**Task instructions**
Rewrite the lines below from the line with "Where can you spot the dark foreground" through the end of the items, keeping every request, and shift each coordinate in the answers by adding 125 to it.

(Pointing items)

=-=-=-=-=

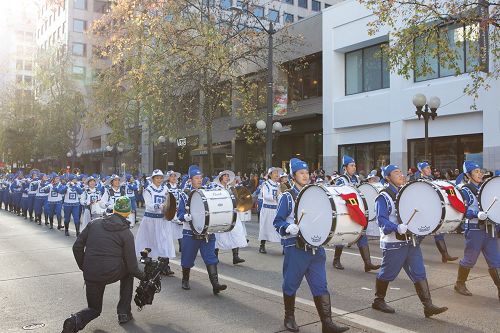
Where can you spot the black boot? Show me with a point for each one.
(336, 257)
(324, 308)
(214, 279)
(495, 275)
(380, 292)
(262, 248)
(167, 271)
(236, 258)
(185, 278)
(460, 286)
(365, 254)
(423, 292)
(289, 320)
(445, 257)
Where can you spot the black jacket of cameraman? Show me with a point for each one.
(105, 250)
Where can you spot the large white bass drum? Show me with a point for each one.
(371, 191)
(330, 215)
(489, 197)
(430, 207)
(212, 211)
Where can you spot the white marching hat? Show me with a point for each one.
(231, 175)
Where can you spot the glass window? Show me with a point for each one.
(79, 49)
(273, 15)
(80, 4)
(366, 70)
(79, 25)
(316, 6)
(258, 11)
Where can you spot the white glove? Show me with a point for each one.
(292, 229)
(482, 216)
(402, 228)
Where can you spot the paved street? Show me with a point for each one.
(40, 283)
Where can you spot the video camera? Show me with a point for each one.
(146, 290)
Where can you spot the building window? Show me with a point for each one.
(79, 72)
(368, 156)
(101, 6)
(80, 4)
(447, 152)
(305, 77)
(79, 49)
(463, 41)
(273, 15)
(226, 4)
(79, 25)
(366, 70)
(316, 6)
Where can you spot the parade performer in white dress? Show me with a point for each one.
(235, 238)
(270, 194)
(154, 231)
(90, 201)
(173, 187)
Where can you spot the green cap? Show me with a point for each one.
(122, 205)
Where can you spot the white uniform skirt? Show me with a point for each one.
(232, 239)
(266, 228)
(155, 233)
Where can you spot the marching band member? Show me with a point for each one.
(192, 243)
(154, 232)
(396, 252)
(270, 192)
(71, 203)
(478, 233)
(111, 193)
(235, 238)
(300, 262)
(350, 178)
(425, 172)
(172, 187)
(41, 197)
(130, 190)
(90, 197)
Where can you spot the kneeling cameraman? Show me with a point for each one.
(105, 252)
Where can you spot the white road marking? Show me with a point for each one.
(359, 320)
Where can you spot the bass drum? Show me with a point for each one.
(370, 191)
(323, 217)
(489, 197)
(212, 211)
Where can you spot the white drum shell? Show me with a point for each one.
(212, 211)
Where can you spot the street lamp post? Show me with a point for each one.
(420, 102)
(270, 83)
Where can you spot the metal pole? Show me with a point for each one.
(270, 97)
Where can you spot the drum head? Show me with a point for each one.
(427, 200)
(487, 194)
(197, 210)
(370, 193)
(314, 211)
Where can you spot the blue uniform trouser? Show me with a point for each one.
(477, 241)
(31, 203)
(72, 211)
(190, 247)
(408, 257)
(39, 203)
(299, 263)
(54, 208)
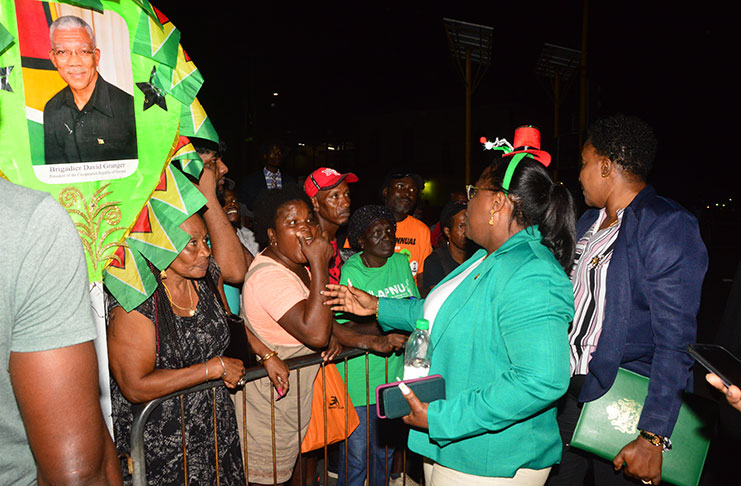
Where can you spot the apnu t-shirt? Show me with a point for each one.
(392, 280)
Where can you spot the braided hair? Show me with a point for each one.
(537, 200)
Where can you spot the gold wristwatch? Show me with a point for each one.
(656, 440)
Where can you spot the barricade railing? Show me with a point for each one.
(143, 411)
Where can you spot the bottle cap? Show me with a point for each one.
(423, 324)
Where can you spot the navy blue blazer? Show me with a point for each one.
(652, 298)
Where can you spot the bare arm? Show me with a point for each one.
(57, 394)
(225, 245)
(131, 350)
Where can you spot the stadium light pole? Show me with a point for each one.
(469, 44)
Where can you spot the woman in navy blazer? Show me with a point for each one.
(499, 335)
(640, 258)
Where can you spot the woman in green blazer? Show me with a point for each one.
(499, 327)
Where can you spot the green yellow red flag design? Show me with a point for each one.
(127, 207)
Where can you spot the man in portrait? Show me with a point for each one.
(90, 119)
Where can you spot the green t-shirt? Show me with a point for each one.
(44, 303)
(393, 280)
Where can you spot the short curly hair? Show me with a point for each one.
(267, 206)
(361, 220)
(625, 140)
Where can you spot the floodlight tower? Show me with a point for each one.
(469, 44)
(558, 64)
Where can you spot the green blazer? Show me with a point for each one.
(500, 340)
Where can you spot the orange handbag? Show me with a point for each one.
(337, 411)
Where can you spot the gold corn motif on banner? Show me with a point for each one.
(123, 180)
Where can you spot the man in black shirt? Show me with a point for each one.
(90, 119)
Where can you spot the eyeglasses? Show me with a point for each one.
(65, 54)
(471, 191)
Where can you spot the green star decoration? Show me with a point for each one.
(4, 81)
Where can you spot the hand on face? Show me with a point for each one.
(316, 249)
(192, 261)
(296, 236)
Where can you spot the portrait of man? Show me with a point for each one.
(90, 119)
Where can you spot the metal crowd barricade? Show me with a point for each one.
(143, 411)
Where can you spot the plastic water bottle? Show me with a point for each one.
(418, 352)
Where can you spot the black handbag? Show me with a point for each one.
(239, 347)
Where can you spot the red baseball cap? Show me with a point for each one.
(325, 178)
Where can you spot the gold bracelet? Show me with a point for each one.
(266, 357)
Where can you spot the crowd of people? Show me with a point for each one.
(531, 314)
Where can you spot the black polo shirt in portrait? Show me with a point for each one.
(105, 129)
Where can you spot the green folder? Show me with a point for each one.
(608, 423)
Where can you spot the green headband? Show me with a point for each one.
(511, 170)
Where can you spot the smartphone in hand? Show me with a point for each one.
(718, 360)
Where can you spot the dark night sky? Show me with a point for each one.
(333, 62)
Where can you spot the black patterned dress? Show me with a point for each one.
(199, 338)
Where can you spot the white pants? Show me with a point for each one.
(437, 475)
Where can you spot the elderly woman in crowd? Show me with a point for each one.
(499, 327)
(175, 340)
(282, 304)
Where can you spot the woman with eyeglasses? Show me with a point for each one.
(499, 328)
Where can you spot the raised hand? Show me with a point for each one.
(234, 370)
(388, 343)
(642, 460)
(333, 349)
(418, 417)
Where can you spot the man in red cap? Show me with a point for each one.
(330, 195)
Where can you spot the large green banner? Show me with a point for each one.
(97, 101)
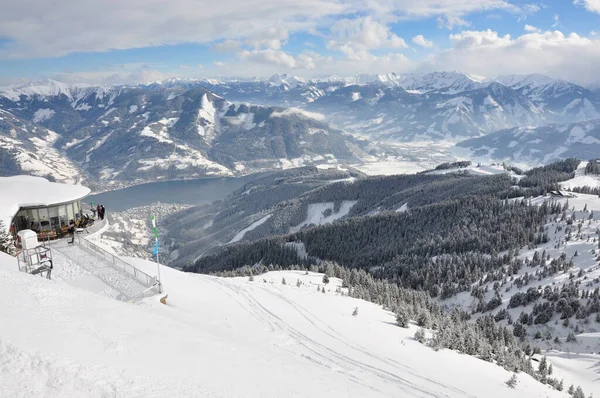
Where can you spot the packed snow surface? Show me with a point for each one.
(24, 191)
(323, 213)
(224, 338)
(581, 179)
(240, 235)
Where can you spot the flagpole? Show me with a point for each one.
(158, 267)
(155, 231)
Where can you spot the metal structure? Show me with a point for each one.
(150, 282)
(37, 260)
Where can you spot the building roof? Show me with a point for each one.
(29, 191)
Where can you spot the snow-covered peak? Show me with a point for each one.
(42, 88)
(284, 79)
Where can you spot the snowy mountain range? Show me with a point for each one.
(536, 145)
(147, 133)
(181, 128)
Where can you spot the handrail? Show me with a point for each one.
(118, 263)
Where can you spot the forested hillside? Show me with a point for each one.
(458, 239)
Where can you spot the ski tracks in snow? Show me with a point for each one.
(358, 370)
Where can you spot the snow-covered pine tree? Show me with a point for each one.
(6, 243)
(420, 335)
(402, 318)
(512, 382)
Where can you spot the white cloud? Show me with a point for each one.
(529, 28)
(490, 54)
(227, 46)
(301, 112)
(269, 38)
(57, 28)
(590, 5)
(422, 41)
(51, 29)
(531, 8)
(278, 58)
(356, 37)
(118, 74)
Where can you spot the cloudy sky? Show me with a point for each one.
(118, 41)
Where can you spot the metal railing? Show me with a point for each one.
(117, 263)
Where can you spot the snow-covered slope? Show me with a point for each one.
(581, 179)
(224, 338)
(536, 146)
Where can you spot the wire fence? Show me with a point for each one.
(129, 270)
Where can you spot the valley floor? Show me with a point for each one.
(223, 338)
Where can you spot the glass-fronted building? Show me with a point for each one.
(48, 208)
(48, 219)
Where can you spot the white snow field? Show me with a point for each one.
(581, 179)
(23, 188)
(223, 338)
(578, 362)
(316, 214)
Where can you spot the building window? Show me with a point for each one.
(62, 214)
(53, 217)
(70, 214)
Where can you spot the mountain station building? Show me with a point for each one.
(47, 208)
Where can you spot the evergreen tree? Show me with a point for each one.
(402, 319)
(543, 368)
(6, 242)
(420, 335)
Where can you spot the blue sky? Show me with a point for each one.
(142, 40)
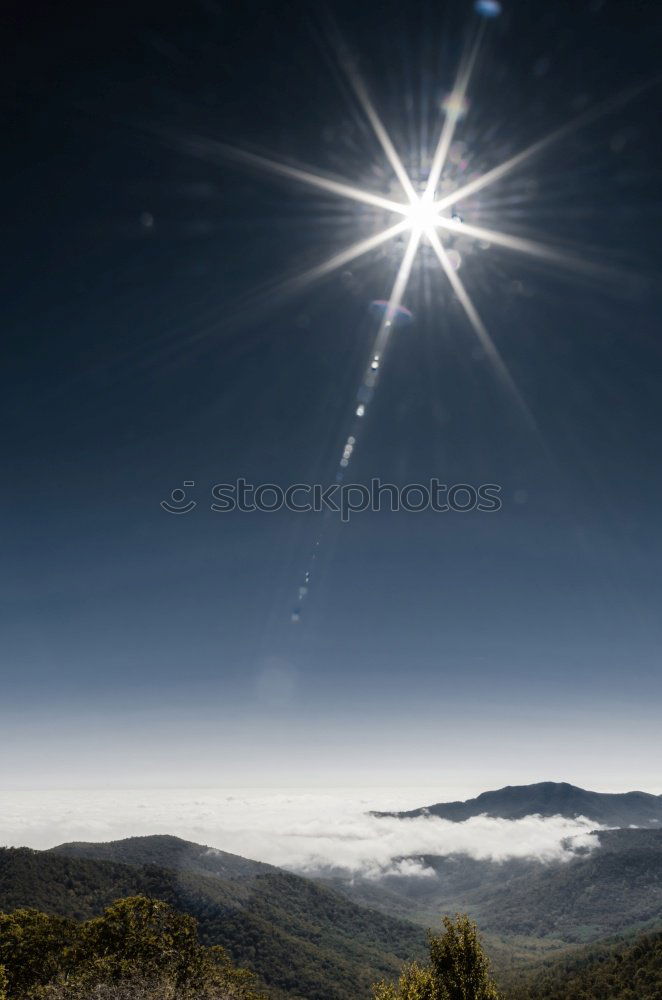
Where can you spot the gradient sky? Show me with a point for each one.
(465, 650)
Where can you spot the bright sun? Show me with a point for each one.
(422, 215)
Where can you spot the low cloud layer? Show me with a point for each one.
(305, 832)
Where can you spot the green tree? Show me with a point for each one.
(33, 948)
(458, 969)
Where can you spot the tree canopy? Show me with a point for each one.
(458, 968)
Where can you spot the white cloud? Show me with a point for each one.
(306, 832)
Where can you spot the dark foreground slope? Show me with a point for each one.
(301, 939)
(550, 798)
(622, 971)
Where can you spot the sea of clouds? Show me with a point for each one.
(304, 831)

=-=-=-=-=

**Finished task**
Where can you spot the dark foreground slope? Show me with a point for each one.
(426, 1064)
(675, 923)
(747, 1096)
Where can you spot the sea of clouds? Show me with a point for each one.
(429, 956)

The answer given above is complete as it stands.